▶ **RECORD EXCERPTS**:
===

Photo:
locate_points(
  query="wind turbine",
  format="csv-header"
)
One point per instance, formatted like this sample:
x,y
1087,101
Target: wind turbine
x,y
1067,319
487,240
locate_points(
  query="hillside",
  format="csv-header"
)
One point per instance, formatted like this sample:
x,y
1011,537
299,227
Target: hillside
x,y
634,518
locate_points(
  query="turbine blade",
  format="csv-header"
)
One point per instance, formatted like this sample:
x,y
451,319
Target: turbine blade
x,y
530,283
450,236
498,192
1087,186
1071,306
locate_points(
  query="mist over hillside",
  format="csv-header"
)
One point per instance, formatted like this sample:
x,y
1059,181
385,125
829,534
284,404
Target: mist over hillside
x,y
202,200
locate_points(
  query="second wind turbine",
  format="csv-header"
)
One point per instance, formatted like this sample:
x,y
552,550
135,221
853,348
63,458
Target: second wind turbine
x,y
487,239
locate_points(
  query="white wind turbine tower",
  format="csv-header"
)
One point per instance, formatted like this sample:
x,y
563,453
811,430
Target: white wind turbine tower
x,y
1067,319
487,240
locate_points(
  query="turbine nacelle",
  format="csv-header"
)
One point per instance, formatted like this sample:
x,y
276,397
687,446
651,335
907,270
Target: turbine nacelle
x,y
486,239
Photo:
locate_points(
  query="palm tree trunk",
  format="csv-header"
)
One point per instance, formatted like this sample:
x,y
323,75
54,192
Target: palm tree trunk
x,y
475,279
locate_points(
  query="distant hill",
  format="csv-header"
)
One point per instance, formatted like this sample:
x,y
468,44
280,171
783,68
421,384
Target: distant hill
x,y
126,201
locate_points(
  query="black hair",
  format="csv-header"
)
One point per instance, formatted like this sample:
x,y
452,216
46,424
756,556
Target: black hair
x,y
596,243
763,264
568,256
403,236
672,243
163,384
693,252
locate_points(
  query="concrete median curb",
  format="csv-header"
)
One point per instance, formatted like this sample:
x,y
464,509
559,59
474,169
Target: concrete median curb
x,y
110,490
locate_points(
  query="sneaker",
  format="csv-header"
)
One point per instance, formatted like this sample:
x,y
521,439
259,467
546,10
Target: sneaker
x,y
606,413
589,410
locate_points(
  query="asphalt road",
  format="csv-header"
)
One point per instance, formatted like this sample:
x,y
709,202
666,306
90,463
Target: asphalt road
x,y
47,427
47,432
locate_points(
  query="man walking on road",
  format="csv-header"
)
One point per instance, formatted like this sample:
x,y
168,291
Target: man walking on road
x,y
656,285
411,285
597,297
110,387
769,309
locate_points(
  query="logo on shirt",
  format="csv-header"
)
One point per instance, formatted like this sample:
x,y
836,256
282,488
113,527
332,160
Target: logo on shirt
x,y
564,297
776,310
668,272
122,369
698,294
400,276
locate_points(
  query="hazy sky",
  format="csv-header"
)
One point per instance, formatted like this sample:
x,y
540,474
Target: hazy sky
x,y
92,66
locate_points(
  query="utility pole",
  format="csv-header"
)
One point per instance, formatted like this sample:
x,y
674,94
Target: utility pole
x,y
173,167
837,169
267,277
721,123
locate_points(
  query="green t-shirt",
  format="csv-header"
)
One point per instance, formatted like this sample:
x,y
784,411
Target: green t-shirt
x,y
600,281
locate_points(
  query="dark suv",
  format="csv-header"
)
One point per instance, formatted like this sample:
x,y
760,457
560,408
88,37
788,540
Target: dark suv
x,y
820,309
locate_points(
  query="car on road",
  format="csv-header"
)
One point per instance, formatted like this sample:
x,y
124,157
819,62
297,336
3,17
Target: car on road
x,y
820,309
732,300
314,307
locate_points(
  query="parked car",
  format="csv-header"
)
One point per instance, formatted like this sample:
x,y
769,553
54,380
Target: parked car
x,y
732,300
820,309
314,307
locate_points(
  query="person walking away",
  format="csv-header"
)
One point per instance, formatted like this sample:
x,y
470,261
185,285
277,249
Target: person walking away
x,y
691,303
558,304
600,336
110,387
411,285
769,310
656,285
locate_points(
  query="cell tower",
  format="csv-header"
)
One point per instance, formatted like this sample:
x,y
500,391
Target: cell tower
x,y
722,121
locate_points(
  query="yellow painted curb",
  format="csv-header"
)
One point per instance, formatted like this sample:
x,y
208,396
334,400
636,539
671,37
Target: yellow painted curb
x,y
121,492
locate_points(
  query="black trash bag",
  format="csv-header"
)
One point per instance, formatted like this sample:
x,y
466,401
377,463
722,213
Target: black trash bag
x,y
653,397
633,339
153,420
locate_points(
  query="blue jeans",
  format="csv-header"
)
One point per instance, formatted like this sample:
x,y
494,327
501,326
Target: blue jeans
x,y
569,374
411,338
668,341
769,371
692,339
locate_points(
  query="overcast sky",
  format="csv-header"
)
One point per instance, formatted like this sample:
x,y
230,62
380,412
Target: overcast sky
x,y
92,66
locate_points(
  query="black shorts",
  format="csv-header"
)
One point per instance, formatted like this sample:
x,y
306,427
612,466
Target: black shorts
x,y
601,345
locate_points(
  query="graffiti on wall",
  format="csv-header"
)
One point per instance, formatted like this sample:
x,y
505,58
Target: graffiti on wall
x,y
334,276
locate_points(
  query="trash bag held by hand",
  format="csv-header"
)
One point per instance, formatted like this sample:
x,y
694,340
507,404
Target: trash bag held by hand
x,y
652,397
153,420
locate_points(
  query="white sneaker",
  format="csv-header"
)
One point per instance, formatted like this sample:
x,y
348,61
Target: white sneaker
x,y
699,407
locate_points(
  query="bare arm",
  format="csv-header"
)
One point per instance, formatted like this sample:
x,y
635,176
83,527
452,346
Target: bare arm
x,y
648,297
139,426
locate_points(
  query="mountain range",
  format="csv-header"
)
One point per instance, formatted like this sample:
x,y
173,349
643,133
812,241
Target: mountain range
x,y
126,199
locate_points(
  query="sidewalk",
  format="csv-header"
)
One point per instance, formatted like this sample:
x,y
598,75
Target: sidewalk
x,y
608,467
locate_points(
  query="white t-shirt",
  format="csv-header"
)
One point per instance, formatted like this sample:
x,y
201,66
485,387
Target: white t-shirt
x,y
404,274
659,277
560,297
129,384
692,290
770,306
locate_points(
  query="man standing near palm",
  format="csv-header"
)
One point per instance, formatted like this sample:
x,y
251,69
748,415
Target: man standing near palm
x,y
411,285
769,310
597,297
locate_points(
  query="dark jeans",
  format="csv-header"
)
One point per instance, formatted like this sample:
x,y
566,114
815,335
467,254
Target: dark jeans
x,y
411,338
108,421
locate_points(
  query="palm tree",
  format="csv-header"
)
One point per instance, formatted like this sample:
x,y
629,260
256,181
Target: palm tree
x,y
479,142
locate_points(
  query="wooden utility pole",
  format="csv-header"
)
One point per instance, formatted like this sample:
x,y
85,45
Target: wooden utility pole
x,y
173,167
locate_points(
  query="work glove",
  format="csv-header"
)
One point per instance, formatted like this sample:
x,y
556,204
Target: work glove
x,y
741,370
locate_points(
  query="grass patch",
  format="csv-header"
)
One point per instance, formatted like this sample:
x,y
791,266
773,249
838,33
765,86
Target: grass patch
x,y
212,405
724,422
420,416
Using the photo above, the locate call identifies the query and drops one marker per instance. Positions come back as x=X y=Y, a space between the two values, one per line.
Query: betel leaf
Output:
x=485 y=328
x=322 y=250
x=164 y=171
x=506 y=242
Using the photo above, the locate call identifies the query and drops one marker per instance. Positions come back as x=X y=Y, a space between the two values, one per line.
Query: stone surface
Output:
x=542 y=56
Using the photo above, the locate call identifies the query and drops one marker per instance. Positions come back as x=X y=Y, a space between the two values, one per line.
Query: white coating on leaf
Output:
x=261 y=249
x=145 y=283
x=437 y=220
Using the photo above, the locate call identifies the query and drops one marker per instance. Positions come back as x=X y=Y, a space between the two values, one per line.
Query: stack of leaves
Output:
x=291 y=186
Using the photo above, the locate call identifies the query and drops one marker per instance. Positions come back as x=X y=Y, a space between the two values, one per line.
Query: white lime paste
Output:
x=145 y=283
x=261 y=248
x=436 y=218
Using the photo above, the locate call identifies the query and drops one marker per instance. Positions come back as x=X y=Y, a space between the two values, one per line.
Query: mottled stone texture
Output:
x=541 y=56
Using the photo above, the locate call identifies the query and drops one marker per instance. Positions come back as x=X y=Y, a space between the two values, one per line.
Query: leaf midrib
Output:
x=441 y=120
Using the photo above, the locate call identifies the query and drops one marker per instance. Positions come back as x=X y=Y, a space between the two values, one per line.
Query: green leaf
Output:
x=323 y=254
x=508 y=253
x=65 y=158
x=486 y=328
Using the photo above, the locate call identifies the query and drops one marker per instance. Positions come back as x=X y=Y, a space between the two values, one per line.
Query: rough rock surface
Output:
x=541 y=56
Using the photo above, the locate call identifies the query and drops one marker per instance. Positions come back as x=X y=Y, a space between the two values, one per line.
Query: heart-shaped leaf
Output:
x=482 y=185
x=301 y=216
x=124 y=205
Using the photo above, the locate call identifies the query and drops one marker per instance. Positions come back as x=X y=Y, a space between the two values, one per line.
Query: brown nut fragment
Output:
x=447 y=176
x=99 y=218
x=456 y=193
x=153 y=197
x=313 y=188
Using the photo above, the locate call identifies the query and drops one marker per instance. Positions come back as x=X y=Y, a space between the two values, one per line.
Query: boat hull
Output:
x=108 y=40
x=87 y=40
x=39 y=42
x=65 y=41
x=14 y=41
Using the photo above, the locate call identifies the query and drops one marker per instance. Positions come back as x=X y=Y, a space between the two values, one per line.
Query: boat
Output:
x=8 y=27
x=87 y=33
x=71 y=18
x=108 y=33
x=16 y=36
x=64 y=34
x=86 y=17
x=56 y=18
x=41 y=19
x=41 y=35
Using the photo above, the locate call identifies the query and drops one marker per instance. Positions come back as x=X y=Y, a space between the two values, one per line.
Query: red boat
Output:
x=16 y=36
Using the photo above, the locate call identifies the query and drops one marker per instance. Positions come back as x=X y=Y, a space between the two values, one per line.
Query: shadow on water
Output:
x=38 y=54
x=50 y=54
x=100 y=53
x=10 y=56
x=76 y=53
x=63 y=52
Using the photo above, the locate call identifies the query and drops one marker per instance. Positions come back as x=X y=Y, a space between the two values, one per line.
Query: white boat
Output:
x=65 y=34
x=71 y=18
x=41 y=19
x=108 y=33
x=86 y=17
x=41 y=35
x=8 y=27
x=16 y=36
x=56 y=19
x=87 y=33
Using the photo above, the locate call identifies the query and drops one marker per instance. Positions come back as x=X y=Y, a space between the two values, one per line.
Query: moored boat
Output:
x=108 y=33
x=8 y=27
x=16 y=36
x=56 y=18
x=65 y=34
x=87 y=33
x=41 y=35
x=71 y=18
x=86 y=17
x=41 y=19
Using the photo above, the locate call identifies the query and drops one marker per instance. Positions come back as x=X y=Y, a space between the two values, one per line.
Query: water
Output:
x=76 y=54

===

▶ **TASK DESCRIPTION**: Find the word "leaf" in the entries and show each line where it is found.

▶ **REPLY TO THE EXERCISE**:
Query: betel leaf
Query: white coating on leaf
Query: leaf midrib
Query: green leaf
Query: heart-shaped leaf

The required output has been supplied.